**Written exercise:**
Can you pull out every line in the records below that contains the word "white"? Case matters.
—————
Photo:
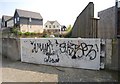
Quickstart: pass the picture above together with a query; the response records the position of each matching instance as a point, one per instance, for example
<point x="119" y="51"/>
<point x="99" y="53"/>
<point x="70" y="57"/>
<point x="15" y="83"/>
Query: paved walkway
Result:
<point x="23" y="72"/>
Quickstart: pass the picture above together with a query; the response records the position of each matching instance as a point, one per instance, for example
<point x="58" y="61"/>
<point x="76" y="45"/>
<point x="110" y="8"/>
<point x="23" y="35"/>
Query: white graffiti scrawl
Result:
<point x="74" y="52"/>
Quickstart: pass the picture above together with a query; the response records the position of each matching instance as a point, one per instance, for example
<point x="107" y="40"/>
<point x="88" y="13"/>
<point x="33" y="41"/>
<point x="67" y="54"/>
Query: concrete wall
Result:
<point x="111" y="55"/>
<point x="83" y="24"/>
<point x="11" y="48"/>
<point x="78" y="53"/>
<point x="106" y="25"/>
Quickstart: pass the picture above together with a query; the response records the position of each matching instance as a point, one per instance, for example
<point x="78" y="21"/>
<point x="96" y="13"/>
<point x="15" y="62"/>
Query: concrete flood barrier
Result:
<point x="66" y="52"/>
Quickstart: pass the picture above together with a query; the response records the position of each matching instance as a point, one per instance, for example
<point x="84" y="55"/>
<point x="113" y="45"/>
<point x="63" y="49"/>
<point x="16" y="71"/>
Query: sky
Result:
<point x="64" y="11"/>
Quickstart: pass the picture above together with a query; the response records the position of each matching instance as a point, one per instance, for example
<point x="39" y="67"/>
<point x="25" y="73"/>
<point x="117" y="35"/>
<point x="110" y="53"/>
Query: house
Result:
<point x="28" y="21"/>
<point x="52" y="27"/>
<point x="86" y="25"/>
<point x="0" y="23"/>
<point x="63" y="28"/>
<point x="4" y="21"/>
<point x="10" y="22"/>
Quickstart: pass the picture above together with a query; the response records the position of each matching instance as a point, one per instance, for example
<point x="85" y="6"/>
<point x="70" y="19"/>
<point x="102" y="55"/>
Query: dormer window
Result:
<point x="29" y="19"/>
<point x="18" y="19"/>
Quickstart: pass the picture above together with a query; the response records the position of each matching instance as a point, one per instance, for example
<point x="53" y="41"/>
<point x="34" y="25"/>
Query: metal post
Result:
<point x="116" y="17"/>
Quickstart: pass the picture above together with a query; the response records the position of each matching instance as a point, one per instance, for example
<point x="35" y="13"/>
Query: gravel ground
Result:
<point x="23" y="72"/>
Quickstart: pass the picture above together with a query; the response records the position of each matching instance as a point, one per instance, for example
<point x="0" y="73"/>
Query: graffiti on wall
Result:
<point x="75" y="51"/>
<point x="56" y="50"/>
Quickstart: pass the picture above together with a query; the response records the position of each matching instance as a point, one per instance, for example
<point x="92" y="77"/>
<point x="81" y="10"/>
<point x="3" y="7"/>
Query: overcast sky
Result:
<point x="64" y="11"/>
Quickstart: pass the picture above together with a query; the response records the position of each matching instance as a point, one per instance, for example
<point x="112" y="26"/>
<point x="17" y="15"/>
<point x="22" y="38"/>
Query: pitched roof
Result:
<point x="6" y="17"/>
<point x="28" y="14"/>
<point x="51" y="22"/>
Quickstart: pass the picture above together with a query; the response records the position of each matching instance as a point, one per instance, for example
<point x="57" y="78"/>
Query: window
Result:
<point x="15" y="21"/>
<point x="49" y="26"/>
<point x="18" y="19"/>
<point x="29" y="19"/>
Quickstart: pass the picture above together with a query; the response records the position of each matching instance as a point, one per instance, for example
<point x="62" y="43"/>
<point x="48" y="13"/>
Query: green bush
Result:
<point x="20" y="33"/>
<point x="27" y="33"/>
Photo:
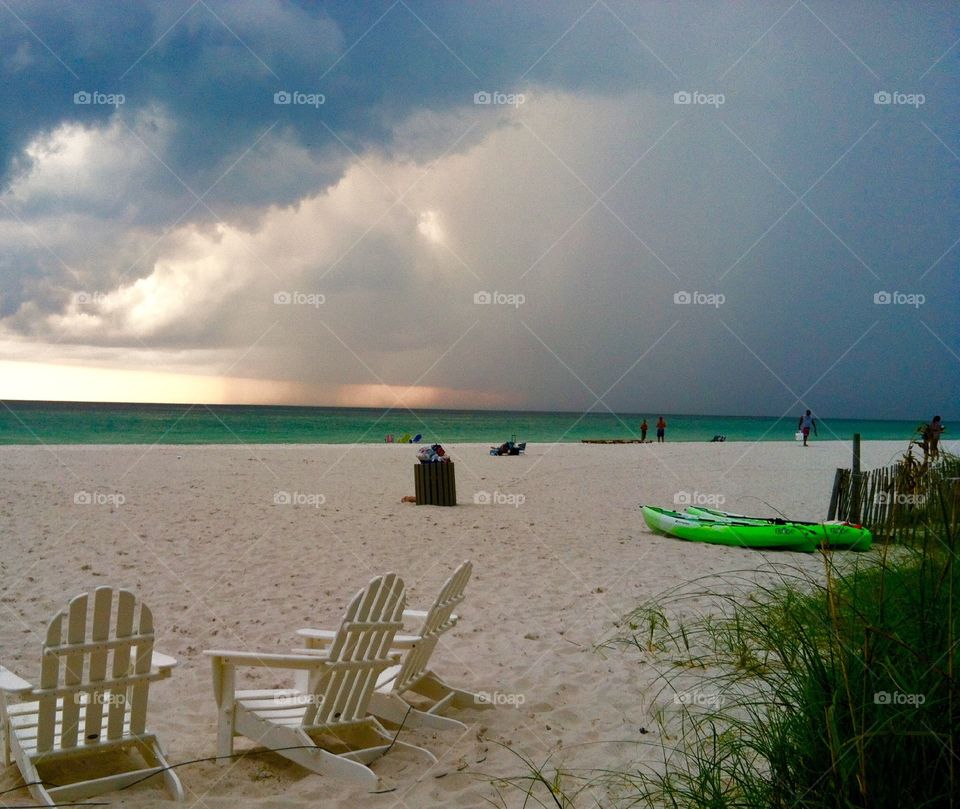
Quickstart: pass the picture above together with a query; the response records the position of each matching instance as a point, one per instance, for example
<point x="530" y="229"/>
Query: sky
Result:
<point x="739" y="209"/>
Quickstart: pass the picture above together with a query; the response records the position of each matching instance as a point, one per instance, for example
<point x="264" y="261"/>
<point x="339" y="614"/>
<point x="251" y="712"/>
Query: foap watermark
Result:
<point x="284" y="298"/>
<point x="886" y="98"/>
<point x="706" y="699"/>
<point x="296" y="700"/>
<point x="914" y="299"/>
<point x="887" y="498"/>
<point x="497" y="98"/>
<point x="695" y="298"/>
<point x="98" y="99"/>
<point x="314" y="499"/>
<point x="514" y="299"/>
<point x="685" y="498"/>
<point x="695" y="97"/>
<point x="99" y="698"/>
<point x="499" y="499"/>
<point x="498" y="698"/>
<point x="296" y="98"/>
<point x="88" y="298"/>
<point x="898" y="698"/>
<point x="85" y="498"/>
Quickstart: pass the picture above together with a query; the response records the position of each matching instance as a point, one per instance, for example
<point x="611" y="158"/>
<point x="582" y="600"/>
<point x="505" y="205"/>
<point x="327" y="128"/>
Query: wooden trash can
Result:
<point x="435" y="484"/>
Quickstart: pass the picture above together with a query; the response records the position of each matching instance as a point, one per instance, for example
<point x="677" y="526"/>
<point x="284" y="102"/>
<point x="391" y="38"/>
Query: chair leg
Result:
<point x="155" y="756"/>
<point x="391" y="708"/>
<point x="224" y="689"/>
<point x="434" y="688"/>
<point x="30" y="775"/>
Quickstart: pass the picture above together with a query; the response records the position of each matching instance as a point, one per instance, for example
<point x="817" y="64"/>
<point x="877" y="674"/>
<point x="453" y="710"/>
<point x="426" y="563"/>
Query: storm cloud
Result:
<point x="680" y="208"/>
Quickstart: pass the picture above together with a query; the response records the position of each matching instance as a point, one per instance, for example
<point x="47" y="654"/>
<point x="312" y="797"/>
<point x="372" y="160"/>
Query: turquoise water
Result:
<point x="85" y="423"/>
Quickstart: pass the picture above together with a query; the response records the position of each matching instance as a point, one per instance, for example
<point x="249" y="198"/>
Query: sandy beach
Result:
<point x="202" y="534"/>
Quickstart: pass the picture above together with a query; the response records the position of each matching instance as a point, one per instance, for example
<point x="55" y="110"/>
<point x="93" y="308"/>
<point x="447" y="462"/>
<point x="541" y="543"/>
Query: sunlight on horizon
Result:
<point x="39" y="381"/>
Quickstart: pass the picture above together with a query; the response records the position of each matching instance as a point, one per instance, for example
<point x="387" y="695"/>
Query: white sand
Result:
<point x="201" y="540"/>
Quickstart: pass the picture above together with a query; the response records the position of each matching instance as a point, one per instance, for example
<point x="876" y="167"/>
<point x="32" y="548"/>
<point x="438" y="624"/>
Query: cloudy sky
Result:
<point x="683" y="207"/>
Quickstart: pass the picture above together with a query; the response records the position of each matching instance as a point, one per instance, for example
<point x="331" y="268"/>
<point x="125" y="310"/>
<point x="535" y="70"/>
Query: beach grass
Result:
<point x="837" y="691"/>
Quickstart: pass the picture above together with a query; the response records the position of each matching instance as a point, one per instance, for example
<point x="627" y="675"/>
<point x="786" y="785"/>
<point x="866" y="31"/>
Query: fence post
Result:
<point x="855" y="479"/>
<point x="835" y="495"/>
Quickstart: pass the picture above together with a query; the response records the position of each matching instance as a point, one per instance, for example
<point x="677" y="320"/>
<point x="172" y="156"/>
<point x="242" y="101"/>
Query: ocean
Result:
<point x="100" y="423"/>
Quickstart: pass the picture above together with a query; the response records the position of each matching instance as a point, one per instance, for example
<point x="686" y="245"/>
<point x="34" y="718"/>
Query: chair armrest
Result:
<point x="318" y="637"/>
<point x="271" y="660"/>
<point x="13" y="684"/>
<point x="322" y="654"/>
<point x="405" y="641"/>
<point x="162" y="661"/>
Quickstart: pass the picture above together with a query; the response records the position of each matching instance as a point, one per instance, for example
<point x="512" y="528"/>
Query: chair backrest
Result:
<point x="359" y="652"/>
<point x="95" y="663"/>
<point x="417" y="660"/>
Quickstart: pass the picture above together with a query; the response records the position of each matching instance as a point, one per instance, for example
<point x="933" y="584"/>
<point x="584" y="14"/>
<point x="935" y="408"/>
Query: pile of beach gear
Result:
<point x="433" y="454"/>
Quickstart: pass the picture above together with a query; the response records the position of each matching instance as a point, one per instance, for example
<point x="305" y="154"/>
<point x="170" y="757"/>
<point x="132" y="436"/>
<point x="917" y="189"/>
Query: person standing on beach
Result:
<point x="806" y="422"/>
<point x="931" y="438"/>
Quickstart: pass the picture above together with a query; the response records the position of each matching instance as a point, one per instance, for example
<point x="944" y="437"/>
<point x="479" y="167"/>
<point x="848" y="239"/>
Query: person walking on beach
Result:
<point x="931" y="438"/>
<point x="806" y="422"/>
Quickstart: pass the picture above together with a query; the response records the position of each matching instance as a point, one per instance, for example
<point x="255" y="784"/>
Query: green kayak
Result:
<point x="836" y="533"/>
<point x="739" y="534"/>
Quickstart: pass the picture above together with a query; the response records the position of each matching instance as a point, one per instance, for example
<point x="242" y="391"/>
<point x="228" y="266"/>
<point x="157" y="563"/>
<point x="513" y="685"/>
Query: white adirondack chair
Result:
<point x="96" y="666"/>
<point x="412" y="679"/>
<point x="328" y="720"/>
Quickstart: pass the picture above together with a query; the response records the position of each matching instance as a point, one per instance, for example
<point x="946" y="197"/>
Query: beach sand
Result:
<point x="559" y="557"/>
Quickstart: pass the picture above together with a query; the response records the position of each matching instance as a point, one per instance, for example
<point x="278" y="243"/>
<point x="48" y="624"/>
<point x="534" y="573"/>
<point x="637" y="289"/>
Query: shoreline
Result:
<point x="948" y="446"/>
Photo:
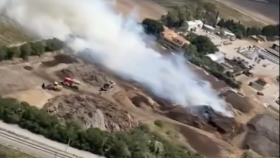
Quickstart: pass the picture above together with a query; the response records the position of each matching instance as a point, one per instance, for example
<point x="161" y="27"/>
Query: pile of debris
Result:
<point x="207" y="119"/>
<point x="92" y="111"/>
<point x="263" y="136"/>
<point x="87" y="73"/>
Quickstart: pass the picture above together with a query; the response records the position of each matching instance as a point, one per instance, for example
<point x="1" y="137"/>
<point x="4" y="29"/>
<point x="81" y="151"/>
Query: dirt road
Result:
<point x="266" y="11"/>
<point x="37" y="145"/>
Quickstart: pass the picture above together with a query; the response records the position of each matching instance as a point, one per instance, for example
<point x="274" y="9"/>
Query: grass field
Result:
<point x="9" y="34"/>
<point x="225" y="11"/>
<point x="6" y="152"/>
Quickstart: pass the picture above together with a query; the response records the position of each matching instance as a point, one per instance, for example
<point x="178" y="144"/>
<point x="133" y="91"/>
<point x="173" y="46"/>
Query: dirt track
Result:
<point x="265" y="10"/>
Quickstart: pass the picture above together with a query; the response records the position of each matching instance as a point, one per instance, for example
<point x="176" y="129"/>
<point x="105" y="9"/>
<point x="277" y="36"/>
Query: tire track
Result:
<point x="38" y="146"/>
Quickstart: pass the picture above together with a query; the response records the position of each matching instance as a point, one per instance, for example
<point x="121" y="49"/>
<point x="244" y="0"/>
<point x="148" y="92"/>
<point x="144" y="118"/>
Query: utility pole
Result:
<point x="67" y="145"/>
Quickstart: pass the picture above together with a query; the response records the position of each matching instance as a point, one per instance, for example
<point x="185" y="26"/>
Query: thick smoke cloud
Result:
<point x="114" y="41"/>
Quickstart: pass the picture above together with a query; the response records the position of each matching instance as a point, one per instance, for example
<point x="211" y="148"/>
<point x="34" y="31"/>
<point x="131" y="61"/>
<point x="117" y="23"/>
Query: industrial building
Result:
<point x="172" y="40"/>
<point x="260" y="84"/>
<point x="208" y="28"/>
<point x="218" y="57"/>
<point x="275" y="46"/>
<point x="191" y="25"/>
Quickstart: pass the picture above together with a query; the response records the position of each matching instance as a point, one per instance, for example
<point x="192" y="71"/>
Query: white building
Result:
<point x="218" y="57"/>
<point x="208" y="28"/>
<point x="191" y="25"/>
<point x="228" y="34"/>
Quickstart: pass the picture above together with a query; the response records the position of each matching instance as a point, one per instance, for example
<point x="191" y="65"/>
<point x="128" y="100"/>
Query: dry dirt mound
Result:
<point x="213" y="122"/>
<point x="92" y="111"/>
<point x="88" y="73"/>
<point x="243" y="104"/>
<point x="263" y="135"/>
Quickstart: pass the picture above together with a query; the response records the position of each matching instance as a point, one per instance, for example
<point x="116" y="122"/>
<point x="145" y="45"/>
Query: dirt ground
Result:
<point x="121" y="107"/>
<point x="124" y="105"/>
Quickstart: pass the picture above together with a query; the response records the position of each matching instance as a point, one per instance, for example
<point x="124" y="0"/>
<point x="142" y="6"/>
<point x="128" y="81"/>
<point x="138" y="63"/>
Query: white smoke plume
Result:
<point x="116" y="42"/>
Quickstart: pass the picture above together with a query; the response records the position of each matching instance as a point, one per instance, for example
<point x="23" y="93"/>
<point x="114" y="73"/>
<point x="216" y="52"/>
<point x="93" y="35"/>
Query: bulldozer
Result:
<point x="52" y="86"/>
<point x="106" y="86"/>
<point x="71" y="83"/>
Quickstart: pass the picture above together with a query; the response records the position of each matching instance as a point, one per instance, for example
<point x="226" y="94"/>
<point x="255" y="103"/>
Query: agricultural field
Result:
<point x="9" y="34"/>
<point x="225" y="11"/>
<point x="6" y="152"/>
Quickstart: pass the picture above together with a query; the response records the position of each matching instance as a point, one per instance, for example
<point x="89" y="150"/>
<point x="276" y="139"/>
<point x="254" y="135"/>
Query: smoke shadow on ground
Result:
<point x="59" y="59"/>
<point x="201" y="143"/>
<point x="243" y="104"/>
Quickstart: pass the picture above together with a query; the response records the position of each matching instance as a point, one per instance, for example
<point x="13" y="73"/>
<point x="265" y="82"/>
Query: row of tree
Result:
<point x="193" y="11"/>
<point x="137" y="143"/>
<point x="196" y="51"/>
<point x="29" y="49"/>
<point x="241" y="31"/>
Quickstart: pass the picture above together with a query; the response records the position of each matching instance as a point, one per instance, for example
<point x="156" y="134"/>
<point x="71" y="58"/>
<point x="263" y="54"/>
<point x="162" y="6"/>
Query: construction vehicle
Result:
<point x="70" y="82"/>
<point x="248" y="73"/>
<point x="52" y="86"/>
<point x="260" y="93"/>
<point x="107" y="86"/>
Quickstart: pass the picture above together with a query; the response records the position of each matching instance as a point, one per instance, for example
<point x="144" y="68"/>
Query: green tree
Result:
<point x="204" y="45"/>
<point x="53" y="45"/>
<point x="171" y="19"/>
<point x="37" y="48"/>
<point x="190" y="50"/>
<point x="152" y="27"/>
<point x="13" y="52"/>
<point x="3" y="52"/>
<point x="25" y="50"/>
<point x="210" y="7"/>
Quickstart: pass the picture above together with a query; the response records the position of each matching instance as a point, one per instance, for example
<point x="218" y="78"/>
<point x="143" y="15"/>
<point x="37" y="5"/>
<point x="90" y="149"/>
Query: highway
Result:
<point x="36" y="145"/>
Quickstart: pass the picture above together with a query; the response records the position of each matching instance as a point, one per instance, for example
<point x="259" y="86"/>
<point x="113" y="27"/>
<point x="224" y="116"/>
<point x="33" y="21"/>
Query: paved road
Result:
<point x="263" y="9"/>
<point x="36" y="145"/>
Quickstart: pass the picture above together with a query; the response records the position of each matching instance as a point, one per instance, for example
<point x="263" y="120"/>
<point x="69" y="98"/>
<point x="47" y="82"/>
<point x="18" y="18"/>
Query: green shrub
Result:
<point x="137" y="143"/>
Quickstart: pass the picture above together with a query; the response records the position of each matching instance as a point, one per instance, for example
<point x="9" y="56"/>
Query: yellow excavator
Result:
—————
**Complete output:**
Query: white graffiti scrawl
Query: white sand
Query: white adirondack chair
Query: white building
Query: white smoke plume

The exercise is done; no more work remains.